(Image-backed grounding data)
===============
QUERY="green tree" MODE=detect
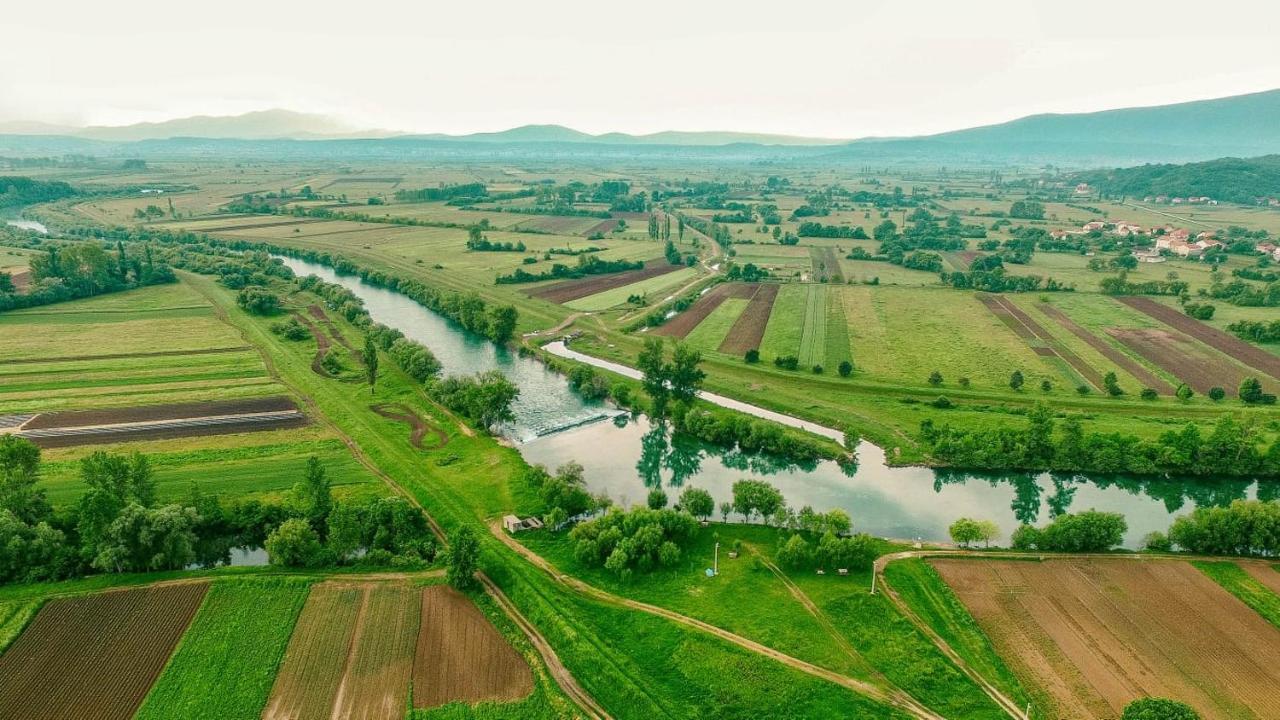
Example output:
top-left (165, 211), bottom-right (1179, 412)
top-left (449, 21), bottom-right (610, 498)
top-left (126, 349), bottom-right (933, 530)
top-left (637, 337), bottom-right (671, 418)
top-left (928, 370), bottom-right (943, 386)
top-left (363, 334), bottom-right (378, 390)
top-left (266, 518), bottom-right (326, 567)
top-left (669, 343), bottom-right (705, 406)
top-left (1176, 383), bottom-right (1194, 402)
top-left (1238, 377), bottom-right (1266, 403)
top-left (1009, 370), bottom-right (1025, 391)
top-left (292, 456), bottom-right (332, 537)
top-left (1209, 386), bottom-right (1226, 401)
top-left (949, 518), bottom-right (982, 547)
top-left (446, 525), bottom-right (480, 589)
top-left (646, 487), bottom-right (668, 510)
top-left (838, 360), bottom-right (854, 377)
top-left (93, 503), bottom-right (198, 573)
top-left (326, 502), bottom-right (364, 562)
top-left (1121, 697), bottom-right (1200, 720)
top-left (0, 436), bottom-right (48, 524)
top-left (776, 535), bottom-right (813, 569)
top-left (1104, 371), bottom-right (1124, 397)
top-left (719, 502), bottom-right (732, 523)
top-left (679, 486), bottom-right (714, 520)
top-left (732, 479), bottom-right (784, 523)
===============
Description of the task: Skip the pictures, then write out every entry exactly.

Reply to the exercise:
QUERY="green tree" MODE=detect
Example output:
top-left (165, 211), bottom-right (1179, 412)
top-left (449, 21), bottom-right (610, 498)
top-left (126, 349), bottom-right (933, 530)
top-left (637, 337), bottom-right (671, 418)
top-left (928, 370), bottom-right (943, 386)
top-left (363, 334), bottom-right (378, 390)
top-left (266, 518), bottom-right (326, 567)
top-left (669, 343), bottom-right (705, 406)
top-left (1176, 383), bottom-right (1194, 402)
top-left (1238, 377), bottom-right (1266, 403)
top-left (1009, 370), bottom-right (1025, 391)
top-left (292, 456), bottom-right (332, 537)
top-left (1209, 386), bottom-right (1226, 401)
top-left (949, 518), bottom-right (982, 547)
top-left (446, 525), bottom-right (480, 589)
top-left (646, 487), bottom-right (668, 510)
top-left (838, 360), bottom-right (854, 377)
top-left (93, 503), bottom-right (198, 573)
top-left (326, 502), bottom-right (364, 562)
top-left (1121, 697), bottom-right (1200, 720)
top-left (0, 436), bottom-right (48, 524)
top-left (776, 535), bottom-right (813, 569)
top-left (1104, 371), bottom-right (1124, 397)
top-left (719, 502), bottom-right (732, 523)
top-left (679, 486), bottom-right (714, 520)
top-left (732, 479), bottom-right (784, 523)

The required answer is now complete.